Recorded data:
+++

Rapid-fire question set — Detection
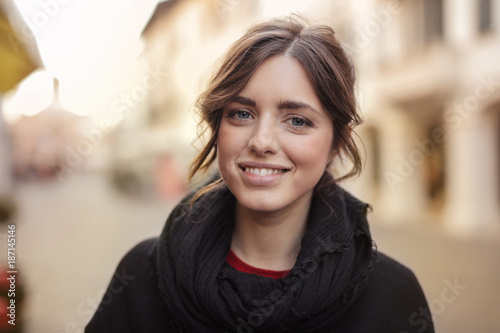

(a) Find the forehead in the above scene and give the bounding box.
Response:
[237,55,322,109]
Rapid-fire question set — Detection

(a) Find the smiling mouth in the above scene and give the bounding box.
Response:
[241,167,289,176]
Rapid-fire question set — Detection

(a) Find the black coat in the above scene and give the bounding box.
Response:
[85,237,434,332]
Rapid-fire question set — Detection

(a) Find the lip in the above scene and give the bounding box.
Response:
[237,161,291,170]
[237,161,291,186]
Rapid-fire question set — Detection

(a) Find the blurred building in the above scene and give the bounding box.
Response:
[9,78,94,180]
[118,0,499,235]
[351,0,500,236]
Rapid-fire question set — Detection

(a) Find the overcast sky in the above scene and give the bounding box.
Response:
[3,0,162,122]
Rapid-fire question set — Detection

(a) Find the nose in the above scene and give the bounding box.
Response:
[248,117,279,156]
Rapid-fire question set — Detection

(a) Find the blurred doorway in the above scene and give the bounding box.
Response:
[406,101,447,217]
[423,123,446,213]
[363,126,382,199]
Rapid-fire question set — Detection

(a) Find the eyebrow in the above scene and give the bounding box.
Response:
[278,99,321,116]
[231,96,256,107]
[231,96,321,115]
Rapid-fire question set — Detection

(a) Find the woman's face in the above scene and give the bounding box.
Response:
[217,55,334,214]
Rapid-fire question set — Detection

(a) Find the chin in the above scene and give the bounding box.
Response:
[234,192,286,213]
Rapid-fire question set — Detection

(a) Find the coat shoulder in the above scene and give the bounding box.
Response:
[85,238,177,333]
[334,252,435,333]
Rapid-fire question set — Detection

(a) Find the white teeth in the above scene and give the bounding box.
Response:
[243,167,285,176]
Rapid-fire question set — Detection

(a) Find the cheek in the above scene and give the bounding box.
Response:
[217,124,244,169]
[287,132,333,168]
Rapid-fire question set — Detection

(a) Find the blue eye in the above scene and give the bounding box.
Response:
[236,111,251,119]
[285,116,314,130]
[291,117,305,126]
[225,109,253,125]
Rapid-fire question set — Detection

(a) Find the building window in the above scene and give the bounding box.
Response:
[401,0,444,53]
[423,0,444,42]
[479,0,493,33]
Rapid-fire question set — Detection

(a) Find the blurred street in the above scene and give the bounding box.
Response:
[12,172,175,333]
[8,172,500,333]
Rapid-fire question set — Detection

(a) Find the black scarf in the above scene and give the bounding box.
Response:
[156,176,377,333]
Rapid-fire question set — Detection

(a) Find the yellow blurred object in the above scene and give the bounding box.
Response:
[0,5,38,93]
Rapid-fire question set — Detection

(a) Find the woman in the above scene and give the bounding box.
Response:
[86,16,434,333]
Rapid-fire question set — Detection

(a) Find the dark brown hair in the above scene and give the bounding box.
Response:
[189,15,363,195]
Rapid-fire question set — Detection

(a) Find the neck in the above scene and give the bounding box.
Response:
[231,192,313,271]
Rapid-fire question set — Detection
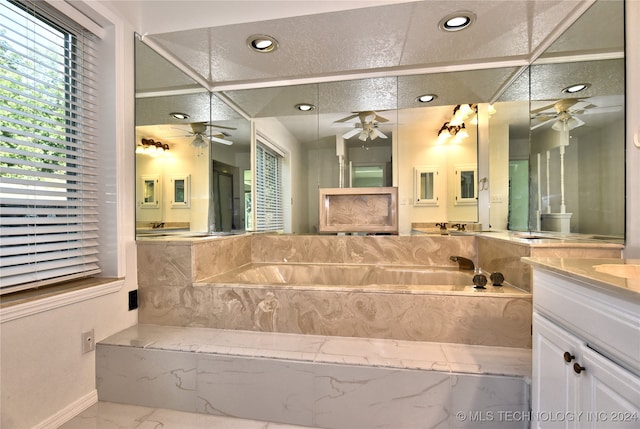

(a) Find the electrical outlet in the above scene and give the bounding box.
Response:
[81,329,95,354]
[128,289,138,311]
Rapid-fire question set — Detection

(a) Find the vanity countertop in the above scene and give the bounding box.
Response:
[523,257,640,300]
[474,231,624,248]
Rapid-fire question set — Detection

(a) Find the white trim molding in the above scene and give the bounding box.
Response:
[0,279,123,324]
[32,389,98,429]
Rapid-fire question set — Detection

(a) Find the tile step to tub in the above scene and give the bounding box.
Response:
[97,324,531,429]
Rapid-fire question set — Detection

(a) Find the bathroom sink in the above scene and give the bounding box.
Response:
[594,264,640,279]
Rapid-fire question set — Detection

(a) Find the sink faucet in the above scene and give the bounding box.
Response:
[451,223,466,231]
[450,256,475,270]
[150,221,165,229]
[436,222,448,234]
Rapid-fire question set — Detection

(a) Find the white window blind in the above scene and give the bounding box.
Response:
[255,141,283,231]
[0,0,100,294]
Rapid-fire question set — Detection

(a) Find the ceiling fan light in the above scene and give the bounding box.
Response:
[552,120,569,132]
[192,134,206,147]
[358,130,369,141]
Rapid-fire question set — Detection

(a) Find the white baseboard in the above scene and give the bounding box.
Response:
[32,389,98,429]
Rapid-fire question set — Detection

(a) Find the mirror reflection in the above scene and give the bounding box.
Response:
[134,0,624,242]
[134,39,251,236]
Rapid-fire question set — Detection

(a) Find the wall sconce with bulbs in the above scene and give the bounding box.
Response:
[437,104,481,142]
[136,138,170,156]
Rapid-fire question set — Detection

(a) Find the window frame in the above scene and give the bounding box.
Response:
[0,0,103,296]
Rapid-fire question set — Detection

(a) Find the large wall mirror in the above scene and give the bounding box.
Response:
[134,0,625,243]
[483,0,624,241]
[527,0,624,240]
[134,39,251,236]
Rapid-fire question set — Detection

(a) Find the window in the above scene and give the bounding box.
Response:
[414,166,439,206]
[0,0,100,294]
[255,139,283,231]
[454,164,477,205]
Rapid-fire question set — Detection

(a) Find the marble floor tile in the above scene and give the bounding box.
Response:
[59,401,321,429]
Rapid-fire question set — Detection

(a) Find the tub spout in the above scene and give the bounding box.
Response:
[450,256,475,270]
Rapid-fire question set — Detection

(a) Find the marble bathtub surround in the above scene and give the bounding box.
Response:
[318,187,398,233]
[249,234,477,267]
[476,233,622,293]
[97,325,531,429]
[140,281,532,346]
[138,234,534,347]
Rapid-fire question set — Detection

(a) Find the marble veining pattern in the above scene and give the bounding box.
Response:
[96,325,531,429]
[137,234,532,348]
[141,283,532,348]
[249,235,477,266]
[59,401,320,429]
[100,325,532,378]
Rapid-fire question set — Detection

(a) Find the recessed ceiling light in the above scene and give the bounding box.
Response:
[416,94,437,103]
[439,11,476,32]
[247,34,279,53]
[562,83,590,94]
[295,103,316,112]
[169,112,190,120]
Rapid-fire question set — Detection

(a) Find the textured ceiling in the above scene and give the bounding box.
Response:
[134,0,624,147]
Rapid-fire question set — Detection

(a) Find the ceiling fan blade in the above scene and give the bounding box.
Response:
[530,102,558,115]
[209,135,233,145]
[163,134,192,139]
[533,114,556,121]
[579,105,622,115]
[568,116,585,129]
[342,128,362,139]
[372,128,388,139]
[374,114,389,123]
[333,113,360,124]
[207,123,237,131]
[530,117,555,130]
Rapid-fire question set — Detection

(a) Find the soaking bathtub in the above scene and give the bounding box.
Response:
[199,263,525,296]
[140,262,532,348]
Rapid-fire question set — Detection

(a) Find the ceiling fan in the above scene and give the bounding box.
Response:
[333,111,390,141]
[530,98,620,131]
[168,122,236,146]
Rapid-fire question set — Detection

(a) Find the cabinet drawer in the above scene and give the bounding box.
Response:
[533,270,640,376]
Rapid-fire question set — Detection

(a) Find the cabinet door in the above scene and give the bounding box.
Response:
[578,345,640,429]
[533,313,583,429]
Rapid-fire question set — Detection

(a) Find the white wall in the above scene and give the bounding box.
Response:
[397,117,478,234]
[0,2,139,428]
[488,119,510,230]
[1,2,638,428]
[135,139,211,231]
[306,145,339,232]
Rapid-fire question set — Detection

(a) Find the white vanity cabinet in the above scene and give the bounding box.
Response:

+++

■ TASK TO CARRY OUT
Give back the data exactly. Skip any images.

■ WORKED SOLUTION
Rapid-fire question set — Detection

(a) Find the forehead in the above scene and give the bounding box.
Response:
[237,55,322,109]
Rapid-fire question set — Detection

(a) Find the smiling mouth in the above scene and give the bounding box.
Response:
[241,167,289,176]
Rapid-fire question set — Detection

(a) Find the black coat in the above scene and give the bounding box.
Response:
[85,237,434,332]
Rapid-fire question set — Detection

(a) Find the lip in the above scene and give the bounding box.
Response:
[237,161,291,170]
[237,161,291,186]
Rapid-fire question set — Detection

(a) Find the blurred building in the above scene and give the bounding box.
Response:
[9,78,94,180]
[118,0,499,235]
[351,0,500,236]
Rapid-fire question set — Detection

(a) Find the overcast sky in the above scene and give the bounding box.
Response:
[3,0,162,122]
Rapid-fire question set — Detection

(a) Find the nose in the above scene and give the bounding box.
Response:
[248,117,279,156]
Rapid-fire question set — Detection

(a) Find the blurred doorway in the above scene and give the bounding box.
Response:
[406,101,447,217]
[423,123,446,213]
[363,126,382,199]
Rapid-fire question set — Detection

(a) Find the eyebrow in the above scene and give the bounding box.
Response:
[278,99,321,116]
[231,96,256,107]
[231,96,321,115]
Rapid-fire question set — Detection

(a) Find the woman's face in the above scene and give the bounding box.
Response:
[217,55,334,214]
Rapid-fire question set — Detection

(a) Find the chin in the above scene and give the bounding box.
Response:
[234,192,286,213]
Rapid-fire question set — Detection

(a) Find the coat shoulder in the above scene and give the bounding box.
Response:
[85,238,177,333]
[334,252,435,333]
Rapid-fire question set — Detection

(a) Find the white teeth in the above scene and give the bounding box.
Response:
[243,167,285,176]
Rapid-fire question set — Detection

(a) Find the cheek in the above scene and give the bounding box.
Response:
[217,124,244,169]
[287,132,333,168]
Rapid-fire question set — Detection

(a) Find the blue eye in the above scene and give the bounding box.
Response:
[236,111,251,119]
[285,116,314,130]
[291,117,305,126]
[225,109,253,125]
Rapid-fire question set — Detection

(a) Find the building window in the above scene and give the bounding box.
Response:
[401,0,444,53]
[423,0,444,42]
[479,0,493,33]
Rapid-fire question set — Detection

(a) Find the blurred street in the above scene and give the bounding box.
Response:
[12,172,175,333]
[8,172,500,333]
Rapid-fire question set — Detection

(a) Find the black scarf in the above scene and give the bounding box.
Response:
[156,176,377,333]
Rapid-fire question set — Detection

(a) Find the yellow blurred object in the above scene and give the bounding box.
Response:
[0,5,38,93]
Rapid-fire question set — Detection

(a) Find the woman in the above scene and give the bounding box.
Response:
[86,16,434,333]
Rapid-fire question set — Detection

(a) Find the dark brown hair in the above scene and give the bounding box.
Response:
[189,15,363,195]
Rapid-fire question set — Detection

(a) Find the neck in the above scene and give the bounding box.
Response:
[231,192,313,271]
Rapid-fire question set — Detection

(a) Find the electrical outlet in the above scene and give the bounding box.
Response:
[81,329,95,354]
[128,289,138,311]
Rapid-fire question set — Detection

(a) Find the vanity countertop in the above scene and give the bounding box.
Response:
[523,257,640,300]
[474,231,624,248]
Rapid-fire question set — Detection

(a) Find the white trim molding in the above scene and give the bounding box.
Response:
[0,279,123,324]
[32,389,98,429]
Rapid-fire question set — Detection

(a) Find the tile step to tub in the above scene and give the bounding box.
Response:
[97,324,531,429]
Rapid-fire question set — Detection

(a) Find the bathroom sink in the above scene and give the bounding box.
Response:
[594,264,640,279]
Rapid-fire question set — Detection

(a) Find the sink faucet in the above scene and give the bounding box.
Response:
[451,223,466,231]
[450,256,475,270]
[150,221,165,229]
[436,222,448,234]
Rapid-fire question set — Detection

(a) Find the white window blind in the above scene and give the bounding box.
Response:
[255,141,283,231]
[0,0,100,294]
Rapid-fire question set — Detection

(a) Find the ceiling fan light in the above scene and give the bounding box.
Response:
[552,120,569,132]
[192,134,206,147]
[358,130,369,141]
Rapid-fire question set — Detection

(a) Find the white baseboard in the above scene and give the bounding box.
Response:
[32,389,98,429]
Rapid-fire question set — Detection

(a) Find the mirror reflection in the above scene and give the bounding box.
Response:
[134,0,624,242]
[134,39,251,236]
Rapid-fire question set — Detection

(a) Find the wall sconce with bulbs in the above scene and give the bounding box.
Response:
[437,104,481,142]
[136,138,170,156]
Rapid-fire question set — Detection

(a) Find the window frame in the above scene and give the bounding box.
Response:
[0,0,103,296]
Rapid-fire question set — Detection

(a) Find the large wall mirror in the above scene and give the bounding box.
Response:
[134,0,625,243]
[483,0,624,241]
[527,0,624,240]
[134,39,251,236]
Rapid-fire question set — Detection

(a) Find the window in the above scene and give the bounding box.
Response:
[414,166,439,206]
[0,0,100,294]
[255,139,283,231]
[454,164,477,205]
Rapid-fire question set — Detection

(a) Find the marble floor tile in the above scene and give the bounding box.
Response:
[59,401,321,429]
Rapid-fire question set — Detection

(a) Find the tub spout in the above scene and give the bounding box.
Response:
[450,256,475,270]
Rapid-fire question set — Detection

(a) Find the marble bathtub surround in the above scene and give the bounding box.
Response:
[318,187,398,233]
[249,234,477,267]
[476,233,622,293]
[97,325,531,429]
[140,281,532,346]
[138,234,534,347]
Rapid-fire question set — Detection

(a) Find the marble veining pattern in the above scene and give the bounding box.
Response:
[96,325,531,429]
[137,234,532,348]
[141,283,532,348]
[249,235,477,266]
[59,401,320,429]
[100,325,532,378]
Rapid-fire question set — Detection

(a) Find the recessed ceiling light in the above scene and give the bounding box.
Response:
[416,94,437,103]
[439,11,476,32]
[247,34,279,53]
[562,83,590,94]
[295,103,316,112]
[169,112,190,120]
Rapid-fire question set — Detection

(a) Find the textured ceiling in the above scene and give the bounding box.
Response:
[134,0,624,147]
Rapid-fire question set — Detection

(a) Find the ceiling fan blade in the above scene and give the bounding box.
Response:
[530,102,558,115]
[209,135,233,145]
[163,134,192,139]
[533,114,556,121]
[579,105,622,115]
[568,116,585,129]
[342,128,362,139]
[372,128,388,139]
[374,114,389,123]
[333,113,360,124]
[207,123,237,131]
[530,117,555,130]
Rapid-fire question set — Detection

(a) Find the soaking bathtub in the above scene and give the bounding box.
Response:
[199,263,525,296]
[140,262,532,348]
Rapid-fire question set — Detection

(a) Find the ceiling fan in the above scene and give the bounding box.
Response:
[333,111,390,141]
[530,98,620,131]
[168,122,236,146]
Rapid-fire question set — Detection

(a) Find the cabinet drawer in the above scene and give the bounding box.
Response:
[533,270,640,376]
Rapid-fire question set — Detection

(a) Find the cabinet door in the above scene and give the bounding box.
Response:
[578,345,640,429]
[533,313,583,429]
Rapid-fire question set — Detection

(a) Find the white wall in the above scene and give the bounding box.
Response:
[397,117,478,234]
[0,2,139,428]
[488,119,510,230]
[1,2,638,428]
[135,139,211,231]
[306,145,339,232]
Rapid-fire question set — Detection

(a) Find the white vanity cabinet in the above scene and give the bounding box.
Response:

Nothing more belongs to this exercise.